Only the lines from the one containing "Target: cove" through the final line of the material below should be output, exactly as they stand.
-- Extracted entries follows --
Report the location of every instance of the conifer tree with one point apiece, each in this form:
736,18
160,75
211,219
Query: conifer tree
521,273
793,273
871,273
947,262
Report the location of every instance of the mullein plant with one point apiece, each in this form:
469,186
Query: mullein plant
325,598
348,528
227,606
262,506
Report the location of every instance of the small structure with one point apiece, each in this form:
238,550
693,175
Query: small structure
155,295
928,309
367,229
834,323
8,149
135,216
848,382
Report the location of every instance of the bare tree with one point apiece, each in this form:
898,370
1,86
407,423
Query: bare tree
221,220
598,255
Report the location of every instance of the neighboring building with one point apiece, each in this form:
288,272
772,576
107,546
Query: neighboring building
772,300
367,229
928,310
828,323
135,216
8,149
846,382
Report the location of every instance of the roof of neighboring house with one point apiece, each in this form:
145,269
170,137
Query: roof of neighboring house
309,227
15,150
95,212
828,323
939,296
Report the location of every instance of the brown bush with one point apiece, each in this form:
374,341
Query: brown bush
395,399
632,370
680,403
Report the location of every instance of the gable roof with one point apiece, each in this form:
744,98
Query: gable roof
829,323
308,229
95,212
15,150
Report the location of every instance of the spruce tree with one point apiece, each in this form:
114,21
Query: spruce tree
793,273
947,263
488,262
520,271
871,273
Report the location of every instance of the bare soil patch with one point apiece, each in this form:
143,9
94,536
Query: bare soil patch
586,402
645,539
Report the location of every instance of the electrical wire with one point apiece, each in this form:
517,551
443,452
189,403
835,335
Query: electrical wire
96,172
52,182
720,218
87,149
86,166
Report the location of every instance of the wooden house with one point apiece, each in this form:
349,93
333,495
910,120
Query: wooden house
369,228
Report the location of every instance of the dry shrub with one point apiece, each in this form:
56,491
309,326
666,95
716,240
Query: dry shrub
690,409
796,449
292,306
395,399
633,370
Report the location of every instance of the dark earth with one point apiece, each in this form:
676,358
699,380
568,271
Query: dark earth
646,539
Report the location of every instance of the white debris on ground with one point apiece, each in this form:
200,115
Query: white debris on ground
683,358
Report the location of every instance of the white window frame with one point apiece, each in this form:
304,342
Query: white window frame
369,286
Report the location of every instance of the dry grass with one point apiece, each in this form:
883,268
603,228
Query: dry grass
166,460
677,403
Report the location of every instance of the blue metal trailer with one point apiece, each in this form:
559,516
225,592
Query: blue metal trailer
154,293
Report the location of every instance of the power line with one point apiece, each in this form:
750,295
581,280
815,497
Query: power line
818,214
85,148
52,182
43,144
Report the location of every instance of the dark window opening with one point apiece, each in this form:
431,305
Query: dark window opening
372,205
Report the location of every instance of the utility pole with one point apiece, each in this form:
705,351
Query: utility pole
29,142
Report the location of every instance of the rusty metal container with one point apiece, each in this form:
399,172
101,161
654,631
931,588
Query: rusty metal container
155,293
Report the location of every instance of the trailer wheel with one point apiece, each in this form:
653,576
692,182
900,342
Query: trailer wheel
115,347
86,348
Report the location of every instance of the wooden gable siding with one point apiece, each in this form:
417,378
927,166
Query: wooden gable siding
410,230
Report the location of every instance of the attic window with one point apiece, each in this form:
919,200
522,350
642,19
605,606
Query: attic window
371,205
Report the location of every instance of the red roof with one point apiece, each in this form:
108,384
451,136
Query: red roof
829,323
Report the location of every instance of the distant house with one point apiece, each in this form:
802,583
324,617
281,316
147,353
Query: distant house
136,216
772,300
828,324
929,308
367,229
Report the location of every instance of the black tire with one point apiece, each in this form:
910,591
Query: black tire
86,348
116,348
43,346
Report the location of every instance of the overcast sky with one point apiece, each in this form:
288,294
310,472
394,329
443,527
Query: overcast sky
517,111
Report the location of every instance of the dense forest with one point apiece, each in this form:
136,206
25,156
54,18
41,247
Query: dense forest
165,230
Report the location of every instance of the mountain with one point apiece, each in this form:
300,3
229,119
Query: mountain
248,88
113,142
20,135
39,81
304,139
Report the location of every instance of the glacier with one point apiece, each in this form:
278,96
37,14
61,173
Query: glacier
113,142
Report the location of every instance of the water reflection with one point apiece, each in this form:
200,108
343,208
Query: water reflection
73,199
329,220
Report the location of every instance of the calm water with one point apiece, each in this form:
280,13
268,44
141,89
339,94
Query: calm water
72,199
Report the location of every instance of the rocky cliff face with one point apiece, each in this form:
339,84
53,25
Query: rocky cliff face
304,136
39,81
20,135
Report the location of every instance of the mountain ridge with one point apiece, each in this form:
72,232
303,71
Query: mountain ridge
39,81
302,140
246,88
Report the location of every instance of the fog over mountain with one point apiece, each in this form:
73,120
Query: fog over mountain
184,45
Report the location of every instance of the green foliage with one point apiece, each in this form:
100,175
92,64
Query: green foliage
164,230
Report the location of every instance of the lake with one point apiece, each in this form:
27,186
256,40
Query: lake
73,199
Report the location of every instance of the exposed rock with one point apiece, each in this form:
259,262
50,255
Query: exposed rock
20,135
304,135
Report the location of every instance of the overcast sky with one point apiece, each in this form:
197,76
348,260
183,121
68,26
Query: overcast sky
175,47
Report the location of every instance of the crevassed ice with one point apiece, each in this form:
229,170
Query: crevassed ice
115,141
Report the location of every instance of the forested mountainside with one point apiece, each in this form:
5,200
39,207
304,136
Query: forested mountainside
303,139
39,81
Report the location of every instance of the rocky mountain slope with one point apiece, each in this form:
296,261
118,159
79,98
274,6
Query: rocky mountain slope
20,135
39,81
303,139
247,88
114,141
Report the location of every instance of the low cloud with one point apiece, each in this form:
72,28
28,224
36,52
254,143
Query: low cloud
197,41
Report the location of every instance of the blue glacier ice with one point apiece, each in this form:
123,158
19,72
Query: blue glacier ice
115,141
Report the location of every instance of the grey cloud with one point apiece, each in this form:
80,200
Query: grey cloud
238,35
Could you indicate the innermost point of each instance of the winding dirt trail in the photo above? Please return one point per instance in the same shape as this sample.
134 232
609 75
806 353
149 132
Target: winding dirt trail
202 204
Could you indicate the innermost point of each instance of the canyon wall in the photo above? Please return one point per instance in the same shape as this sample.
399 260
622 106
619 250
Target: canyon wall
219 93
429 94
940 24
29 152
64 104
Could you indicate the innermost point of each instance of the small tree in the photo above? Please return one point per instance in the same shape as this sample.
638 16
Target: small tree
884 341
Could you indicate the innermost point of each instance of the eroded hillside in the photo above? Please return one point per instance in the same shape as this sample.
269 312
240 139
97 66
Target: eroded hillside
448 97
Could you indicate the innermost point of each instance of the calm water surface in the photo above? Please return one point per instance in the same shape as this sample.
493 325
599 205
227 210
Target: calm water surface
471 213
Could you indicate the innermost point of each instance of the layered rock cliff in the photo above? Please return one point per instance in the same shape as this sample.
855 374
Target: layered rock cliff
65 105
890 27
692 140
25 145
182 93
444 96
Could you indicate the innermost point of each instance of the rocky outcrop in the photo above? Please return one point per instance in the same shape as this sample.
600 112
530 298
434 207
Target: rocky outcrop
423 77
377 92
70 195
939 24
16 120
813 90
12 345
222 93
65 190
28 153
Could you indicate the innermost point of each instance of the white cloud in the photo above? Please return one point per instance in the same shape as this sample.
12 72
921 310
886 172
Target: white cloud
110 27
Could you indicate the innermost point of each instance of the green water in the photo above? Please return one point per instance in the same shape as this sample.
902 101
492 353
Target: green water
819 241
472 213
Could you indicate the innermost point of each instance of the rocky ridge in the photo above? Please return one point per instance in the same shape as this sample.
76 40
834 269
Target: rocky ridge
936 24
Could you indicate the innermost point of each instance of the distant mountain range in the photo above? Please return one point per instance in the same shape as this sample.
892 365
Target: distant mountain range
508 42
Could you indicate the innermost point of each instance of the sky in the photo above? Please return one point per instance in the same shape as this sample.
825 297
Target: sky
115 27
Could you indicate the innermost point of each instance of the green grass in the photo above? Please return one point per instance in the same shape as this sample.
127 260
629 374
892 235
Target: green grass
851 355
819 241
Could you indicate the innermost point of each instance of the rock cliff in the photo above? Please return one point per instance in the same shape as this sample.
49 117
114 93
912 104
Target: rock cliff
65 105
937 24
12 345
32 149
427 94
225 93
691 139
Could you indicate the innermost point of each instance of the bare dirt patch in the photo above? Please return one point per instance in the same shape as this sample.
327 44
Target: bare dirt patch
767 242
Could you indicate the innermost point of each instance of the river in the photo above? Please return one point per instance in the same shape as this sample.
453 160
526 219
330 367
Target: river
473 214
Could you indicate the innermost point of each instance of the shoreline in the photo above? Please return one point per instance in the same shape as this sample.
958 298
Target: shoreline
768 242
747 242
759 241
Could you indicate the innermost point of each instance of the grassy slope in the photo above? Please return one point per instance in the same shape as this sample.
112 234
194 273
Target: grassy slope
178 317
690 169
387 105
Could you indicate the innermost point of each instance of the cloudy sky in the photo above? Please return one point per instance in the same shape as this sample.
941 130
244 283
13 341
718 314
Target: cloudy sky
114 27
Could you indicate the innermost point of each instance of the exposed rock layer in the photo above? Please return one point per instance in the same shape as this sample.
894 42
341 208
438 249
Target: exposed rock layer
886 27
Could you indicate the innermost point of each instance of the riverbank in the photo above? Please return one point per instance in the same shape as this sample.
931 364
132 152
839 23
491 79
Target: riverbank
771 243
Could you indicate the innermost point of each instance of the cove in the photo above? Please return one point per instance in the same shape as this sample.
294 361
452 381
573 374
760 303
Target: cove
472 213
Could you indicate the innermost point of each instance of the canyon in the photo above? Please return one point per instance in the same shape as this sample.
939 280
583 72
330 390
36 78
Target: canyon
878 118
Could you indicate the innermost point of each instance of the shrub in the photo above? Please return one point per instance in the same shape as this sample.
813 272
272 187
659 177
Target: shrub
-- Extracted entries concluded --
The completed task —
Target: cove
472 213
Could you indicate the innermost point of each instance of the canyon in the photo above? Please return one point per instance in the same shape as this sample.
939 280
583 72
330 390
36 78
Target: canyon
878 118
Could you indicate the innermost point of each instance of the shrub in the photo above? Please return one point per instance in the same shape as this sample.
813 272
272 187
659 177
Target: shrub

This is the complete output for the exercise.